*What to work on:*
Format the stretch of material from the line containing "Please give the outline of every instance of the left" through the end of the material as a Markdown table with the columns n and Line. Number each row and leave out any blank lines.

*Listed entries:*

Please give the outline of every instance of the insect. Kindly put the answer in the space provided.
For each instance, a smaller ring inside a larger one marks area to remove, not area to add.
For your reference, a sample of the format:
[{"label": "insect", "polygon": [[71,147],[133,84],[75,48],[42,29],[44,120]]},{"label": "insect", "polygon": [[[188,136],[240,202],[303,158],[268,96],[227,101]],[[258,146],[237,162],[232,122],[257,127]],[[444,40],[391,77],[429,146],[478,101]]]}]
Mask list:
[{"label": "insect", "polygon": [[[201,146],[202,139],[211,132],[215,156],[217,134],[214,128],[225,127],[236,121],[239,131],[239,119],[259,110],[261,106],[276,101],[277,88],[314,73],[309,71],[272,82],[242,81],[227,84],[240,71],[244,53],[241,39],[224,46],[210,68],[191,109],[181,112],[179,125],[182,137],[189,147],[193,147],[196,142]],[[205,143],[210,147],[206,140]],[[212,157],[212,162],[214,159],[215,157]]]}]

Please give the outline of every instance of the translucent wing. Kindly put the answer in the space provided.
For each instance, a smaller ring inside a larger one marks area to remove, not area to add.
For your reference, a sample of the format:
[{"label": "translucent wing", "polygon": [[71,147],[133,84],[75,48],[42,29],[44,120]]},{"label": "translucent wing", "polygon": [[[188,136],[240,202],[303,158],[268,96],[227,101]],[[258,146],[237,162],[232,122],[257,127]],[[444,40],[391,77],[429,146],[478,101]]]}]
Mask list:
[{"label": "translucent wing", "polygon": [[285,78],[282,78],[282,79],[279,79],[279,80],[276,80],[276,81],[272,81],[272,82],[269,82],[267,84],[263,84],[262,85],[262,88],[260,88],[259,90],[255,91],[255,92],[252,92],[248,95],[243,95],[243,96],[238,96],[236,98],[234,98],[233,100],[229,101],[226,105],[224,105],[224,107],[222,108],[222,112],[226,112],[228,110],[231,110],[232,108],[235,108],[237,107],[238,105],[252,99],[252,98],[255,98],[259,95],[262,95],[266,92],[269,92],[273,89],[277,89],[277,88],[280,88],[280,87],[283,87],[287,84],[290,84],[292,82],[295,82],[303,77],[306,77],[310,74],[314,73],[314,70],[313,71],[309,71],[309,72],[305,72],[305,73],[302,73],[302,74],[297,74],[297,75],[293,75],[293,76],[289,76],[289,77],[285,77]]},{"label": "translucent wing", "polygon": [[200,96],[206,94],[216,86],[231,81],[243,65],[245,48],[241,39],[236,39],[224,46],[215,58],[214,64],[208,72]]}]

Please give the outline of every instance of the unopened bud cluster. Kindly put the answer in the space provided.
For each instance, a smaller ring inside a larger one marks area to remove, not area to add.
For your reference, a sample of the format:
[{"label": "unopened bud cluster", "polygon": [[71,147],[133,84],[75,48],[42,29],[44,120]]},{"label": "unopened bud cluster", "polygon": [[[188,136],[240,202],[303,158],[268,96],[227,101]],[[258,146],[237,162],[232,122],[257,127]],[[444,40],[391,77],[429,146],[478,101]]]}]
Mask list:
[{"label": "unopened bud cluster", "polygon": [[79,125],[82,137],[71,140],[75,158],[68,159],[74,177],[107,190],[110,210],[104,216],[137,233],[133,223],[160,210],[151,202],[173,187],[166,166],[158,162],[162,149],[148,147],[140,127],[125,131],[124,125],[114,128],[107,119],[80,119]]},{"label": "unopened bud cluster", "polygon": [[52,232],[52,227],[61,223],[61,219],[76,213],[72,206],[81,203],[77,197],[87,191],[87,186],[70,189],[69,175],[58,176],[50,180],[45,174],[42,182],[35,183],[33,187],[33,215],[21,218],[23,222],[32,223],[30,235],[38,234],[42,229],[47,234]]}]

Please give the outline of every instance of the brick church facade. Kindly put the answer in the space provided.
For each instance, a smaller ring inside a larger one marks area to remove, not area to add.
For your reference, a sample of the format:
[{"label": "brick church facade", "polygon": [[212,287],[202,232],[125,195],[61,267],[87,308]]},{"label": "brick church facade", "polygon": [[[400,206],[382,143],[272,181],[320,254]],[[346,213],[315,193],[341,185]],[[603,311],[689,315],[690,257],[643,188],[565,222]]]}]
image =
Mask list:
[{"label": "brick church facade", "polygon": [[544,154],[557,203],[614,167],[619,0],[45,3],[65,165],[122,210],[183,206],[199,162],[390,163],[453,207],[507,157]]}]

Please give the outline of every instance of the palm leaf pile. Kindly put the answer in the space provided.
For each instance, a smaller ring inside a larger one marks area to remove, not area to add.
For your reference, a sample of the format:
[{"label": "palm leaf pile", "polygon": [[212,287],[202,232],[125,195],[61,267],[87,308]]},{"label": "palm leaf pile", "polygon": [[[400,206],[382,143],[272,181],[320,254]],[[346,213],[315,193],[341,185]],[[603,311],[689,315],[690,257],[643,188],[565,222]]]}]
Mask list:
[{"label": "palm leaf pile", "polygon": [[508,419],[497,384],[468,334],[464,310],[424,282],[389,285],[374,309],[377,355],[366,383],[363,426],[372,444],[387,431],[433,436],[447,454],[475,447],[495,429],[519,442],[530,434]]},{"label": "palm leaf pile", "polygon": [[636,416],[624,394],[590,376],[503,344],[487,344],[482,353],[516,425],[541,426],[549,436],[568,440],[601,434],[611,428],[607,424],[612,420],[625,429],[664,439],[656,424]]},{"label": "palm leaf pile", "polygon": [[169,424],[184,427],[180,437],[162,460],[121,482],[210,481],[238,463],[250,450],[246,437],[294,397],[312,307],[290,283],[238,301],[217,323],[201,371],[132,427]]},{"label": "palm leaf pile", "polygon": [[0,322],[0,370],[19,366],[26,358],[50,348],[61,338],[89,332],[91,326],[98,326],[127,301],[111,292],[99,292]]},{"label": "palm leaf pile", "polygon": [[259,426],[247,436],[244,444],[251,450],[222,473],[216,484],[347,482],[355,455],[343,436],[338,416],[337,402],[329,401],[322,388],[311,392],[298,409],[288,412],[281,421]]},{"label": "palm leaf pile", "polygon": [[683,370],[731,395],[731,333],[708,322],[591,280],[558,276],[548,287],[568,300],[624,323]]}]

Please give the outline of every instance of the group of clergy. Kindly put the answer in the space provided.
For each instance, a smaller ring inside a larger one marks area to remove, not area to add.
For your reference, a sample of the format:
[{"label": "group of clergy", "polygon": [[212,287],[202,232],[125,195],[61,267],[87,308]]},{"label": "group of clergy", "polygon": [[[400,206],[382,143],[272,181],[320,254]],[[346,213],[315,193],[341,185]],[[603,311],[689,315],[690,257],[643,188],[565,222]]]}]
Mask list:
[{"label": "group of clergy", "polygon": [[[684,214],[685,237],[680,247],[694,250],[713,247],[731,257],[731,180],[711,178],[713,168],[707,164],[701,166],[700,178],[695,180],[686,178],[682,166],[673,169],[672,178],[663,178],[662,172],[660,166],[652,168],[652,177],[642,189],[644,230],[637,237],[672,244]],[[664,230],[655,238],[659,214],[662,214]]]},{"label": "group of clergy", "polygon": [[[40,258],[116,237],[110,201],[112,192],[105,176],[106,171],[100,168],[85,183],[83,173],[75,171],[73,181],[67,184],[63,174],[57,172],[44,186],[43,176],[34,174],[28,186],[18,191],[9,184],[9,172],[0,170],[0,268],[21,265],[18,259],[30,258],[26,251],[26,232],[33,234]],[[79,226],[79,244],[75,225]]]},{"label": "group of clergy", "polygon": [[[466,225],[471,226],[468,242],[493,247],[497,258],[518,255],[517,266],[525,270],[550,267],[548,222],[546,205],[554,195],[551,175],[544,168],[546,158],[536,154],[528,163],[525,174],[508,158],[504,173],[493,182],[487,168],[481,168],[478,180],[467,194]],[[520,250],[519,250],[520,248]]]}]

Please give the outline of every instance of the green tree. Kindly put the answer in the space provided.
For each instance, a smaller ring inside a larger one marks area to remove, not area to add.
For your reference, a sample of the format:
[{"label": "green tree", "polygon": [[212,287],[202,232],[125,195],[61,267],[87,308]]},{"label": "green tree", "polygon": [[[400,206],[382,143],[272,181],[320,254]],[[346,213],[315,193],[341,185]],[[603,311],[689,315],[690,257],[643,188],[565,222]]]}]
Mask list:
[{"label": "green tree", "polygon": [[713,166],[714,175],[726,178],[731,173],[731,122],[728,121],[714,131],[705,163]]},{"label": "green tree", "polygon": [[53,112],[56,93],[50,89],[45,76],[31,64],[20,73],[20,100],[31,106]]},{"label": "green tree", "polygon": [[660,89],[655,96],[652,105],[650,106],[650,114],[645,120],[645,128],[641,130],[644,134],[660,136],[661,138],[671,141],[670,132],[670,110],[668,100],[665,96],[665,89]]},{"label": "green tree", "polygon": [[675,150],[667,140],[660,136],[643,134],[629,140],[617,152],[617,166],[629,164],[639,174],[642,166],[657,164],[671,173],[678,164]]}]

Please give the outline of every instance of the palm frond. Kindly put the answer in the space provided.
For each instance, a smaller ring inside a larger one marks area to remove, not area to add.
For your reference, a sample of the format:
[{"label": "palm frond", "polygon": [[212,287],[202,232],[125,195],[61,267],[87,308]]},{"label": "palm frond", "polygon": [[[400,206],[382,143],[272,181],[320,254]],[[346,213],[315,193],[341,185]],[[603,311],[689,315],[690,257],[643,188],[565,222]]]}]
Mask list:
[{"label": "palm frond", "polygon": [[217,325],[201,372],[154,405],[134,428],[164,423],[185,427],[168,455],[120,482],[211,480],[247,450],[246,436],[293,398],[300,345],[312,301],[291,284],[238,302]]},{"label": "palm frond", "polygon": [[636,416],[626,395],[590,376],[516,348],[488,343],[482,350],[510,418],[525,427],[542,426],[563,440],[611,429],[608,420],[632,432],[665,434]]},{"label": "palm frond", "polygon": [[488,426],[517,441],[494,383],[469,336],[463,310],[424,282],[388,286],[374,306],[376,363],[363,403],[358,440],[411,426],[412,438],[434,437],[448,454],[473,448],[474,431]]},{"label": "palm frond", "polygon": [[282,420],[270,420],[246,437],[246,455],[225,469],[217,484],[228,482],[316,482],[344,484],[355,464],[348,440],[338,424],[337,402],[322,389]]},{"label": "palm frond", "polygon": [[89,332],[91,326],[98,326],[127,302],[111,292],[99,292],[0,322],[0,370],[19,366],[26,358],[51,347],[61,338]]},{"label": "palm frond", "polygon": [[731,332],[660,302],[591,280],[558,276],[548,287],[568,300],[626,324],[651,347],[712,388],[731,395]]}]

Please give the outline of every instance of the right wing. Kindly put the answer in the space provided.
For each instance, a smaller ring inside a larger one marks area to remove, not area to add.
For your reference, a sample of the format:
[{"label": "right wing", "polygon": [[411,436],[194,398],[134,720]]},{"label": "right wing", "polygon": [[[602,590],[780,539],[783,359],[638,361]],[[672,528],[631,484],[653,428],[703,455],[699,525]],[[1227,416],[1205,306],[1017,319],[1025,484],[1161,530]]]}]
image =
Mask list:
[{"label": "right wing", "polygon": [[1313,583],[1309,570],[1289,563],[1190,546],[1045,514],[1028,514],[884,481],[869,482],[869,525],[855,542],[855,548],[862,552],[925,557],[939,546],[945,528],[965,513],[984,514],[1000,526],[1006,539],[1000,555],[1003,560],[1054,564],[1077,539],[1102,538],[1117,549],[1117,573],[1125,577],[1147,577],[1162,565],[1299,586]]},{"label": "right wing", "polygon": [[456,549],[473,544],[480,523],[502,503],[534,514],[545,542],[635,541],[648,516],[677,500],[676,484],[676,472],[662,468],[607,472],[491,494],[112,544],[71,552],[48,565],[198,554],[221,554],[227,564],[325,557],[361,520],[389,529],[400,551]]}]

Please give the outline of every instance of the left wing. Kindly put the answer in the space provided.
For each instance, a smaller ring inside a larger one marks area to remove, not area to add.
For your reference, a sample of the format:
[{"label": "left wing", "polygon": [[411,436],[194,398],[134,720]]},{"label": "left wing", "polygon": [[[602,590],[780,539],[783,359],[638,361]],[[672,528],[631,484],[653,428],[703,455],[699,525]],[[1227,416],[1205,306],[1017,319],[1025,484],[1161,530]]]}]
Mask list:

*Finished answer:*
| n | Line |
|---|---|
| 1 | Please give the outline of every instance of the left wing. Kindly put the answer in the space provided. |
| 2 | For each instance, a smaller ring inside a larger one marks area to remove, not area to add. |
| 3 | For your reference, a sample of the format: |
| 4 | [{"label": "left wing", "polygon": [[411,436],[194,398],[134,720]]},{"label": "left wing", "polygon": [[[602,590],[780,539],[783,359],[638,361]],[[672,528],[631,484],[653,428],[703,455],[699,525]],[[1227,416],[1205,306],[1017,319],[1025,484],[1161,530]]]}] |
| 5 | Mask list: |